*The exercise*
Change "grounding query" to "target phrase" throughout the records below and write out all their lines with nothing else altered. Leave the pictures out of your answer.

*Listed records*
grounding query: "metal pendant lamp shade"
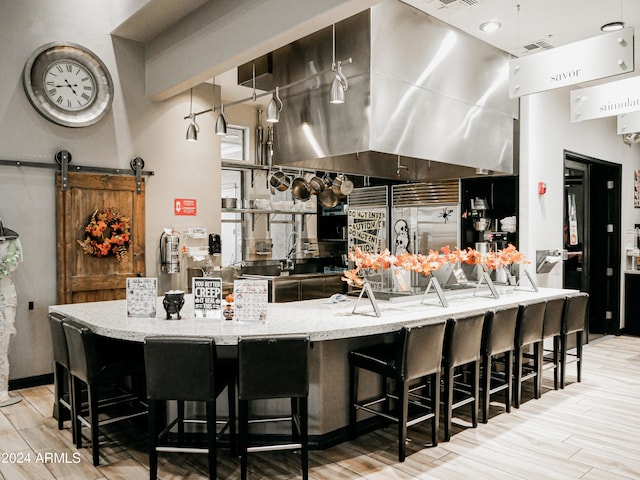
[267,87,283,123]
[215,105,227,135]
[329,62,349,103]
[187,114,200,142]
[186,88,200,142]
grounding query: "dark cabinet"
[460,175,518,248]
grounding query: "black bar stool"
[238,337,310,480]
[144,337,236,480]
[349,322,446,462]
[560,292,589,388]
[62,320,147,466]
[513,301,547,408]
[442,313,485,442]
[49,313,76,444]
[542,298,565,390]
[482,307,518,423]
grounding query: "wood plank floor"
[0,336,640,480]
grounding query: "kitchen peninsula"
[49,287,577,447]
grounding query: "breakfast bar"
[49,287,576,447]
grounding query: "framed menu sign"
[233,280,269,323]
[127,277,158,318]
[191,277,222,318]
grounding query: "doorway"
[563,151,622,341]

*Answer for this exercise*
target phrase: "metal pendant lamp shade"
[267,87,283,123]
[215,105,227,135]
[329,62,349,103]
[187,114,200,142]
[186,88,200,142]
target phrase: "dark cabinet"
[460,175,518,248]
target phrase: "black bar stool"
[238,337,310,480]
[144,337,236,480]
[349,322,446,462]
[560,292,589,388]
[62,320,147,466]
[513,301,547,408]
[442,313,485,442]
[49,313,76,444]
[542,298,565,390]
[482,307,518,423]
target phrase: "wood plank floor"
[0,336,640,480]
target phrase: "kitchen peninsula"
[49,287,577,447]
target phrase: "breakfast bar"
[49,287,576,447]
target phrase: "framed menu sign"
[233,280,269,323]
[127,277,158,318]
[191,277,222,318]
target phrase: "doorway"
[563,151,622,341]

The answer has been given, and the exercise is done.